-------- EXCERPT PROVIDED --------

David Rockefeller, the last of John and Abby’s six children, was born on June 12, 1915, in the private infirmary his parents built in their nine-story mansion on West 54th Street. (At the time, their home was the largest private residence in the city—in addition to the infirmary, it contained a gymnasium, a squash court and a music room with its own pipe organ.) He was 16 when his father began the construction of Rockefeller Center in 1931, and much later in life he would oversee the family trusts from his office on the 56th floor.

Despite being the youngest in his family, Rockefeller developed a close relationship with his grandfather, John D. Rockefeller, Sr., the founder of Standard Oil, whom he would visit regularly as child. According to David’s autobiography, Memoirs, the elder Rockefeller believed that David, of all his brothers, was the most like him—a fact that clearly had an impact on the younger man and his future career choices.

Bright and driven, the youngest Rockefeller attended Harvard, the London School of Economics and the University of Chicago, where he received a PhD in economics in 1940. In 1942, he enlisted in the army, and after serving in North Africa and France, was discharged in 1945, having reached the rank of captain. A year after his return, he joined Chase National Bank as an assistant manager in its foreign department, and rose to become a senior vice president by 1952. He helped oversee the 1955 merger of Chase National and the Bank of Manhattan to become Chase Manhattan Bank (which later merged with J.P. Morgan & Co. in 2000, creating J.P. Morgan Chase Bank, its name today). By 1969, Rockefeller had become CEO as well as chairman of its board of directors. Under his guidance, the bank’s global presence grew from just nine international branches to dozens in at least 70 countries. By the time he retired in 1981, foreign business made up most of the bank’s profit and Rockefeller, who, by his own estimates, had logged more than 5 million air miles and visited 103 countries, had become a powerful, influential player in the global financial and foreign relations worlds. 

When he retired, Rockefeller, following in the spirit of his father and grandfather, began devoting his days to philanthropic pursuits. He also served as chairman of the Rockefeller Group, managing the family's foundations, overseeing the financing of Rockefeller Center and the sale of stakes in the landmark in the 1980s, and helping to revive the complex in the 1990s.

In addition to his substantial donations to MoMA (which his mother co-founded) and The Rockefeller University, in 2008 he gave $100 million to Harvard, which at the time was the largest gift from an alumnus in the university’s history. Earlier this year, he donated $4 million and 1,400 acres to Rockefeller State Park in New York, and for his 100th birthday in June, he donated 1,000 acres of fields, streams, forests and a freshwater pond to the Land and Garden Preserve of Mount Desert Island in Maine.

-------- SUPPLIED MATERIAL --------

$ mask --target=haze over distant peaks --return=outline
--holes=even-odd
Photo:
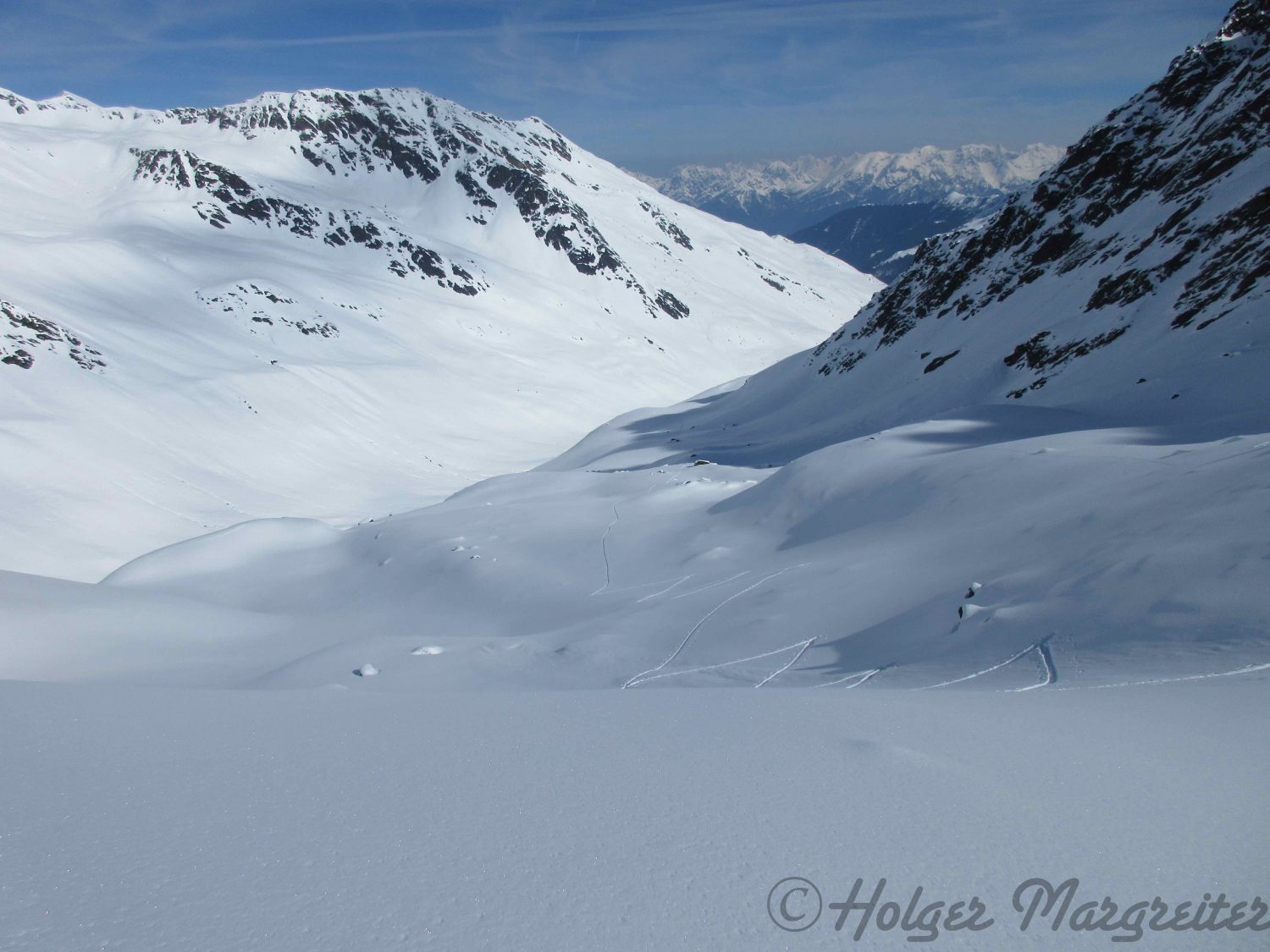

--------

# WHAT THE EXERCISE ASKS:
Answer these questions using the David Rockefeller excerpt above:
(a) On which street stood the mansion where he was born?
(b) How many international branches did the bank have before its global presence grew under his guidance?
(c) How much did he give to Harvard in 2008?

# SOLUTION FOR THIS EXERCISE:
(a) West 54th Street
(b) Nine
(c) $100 million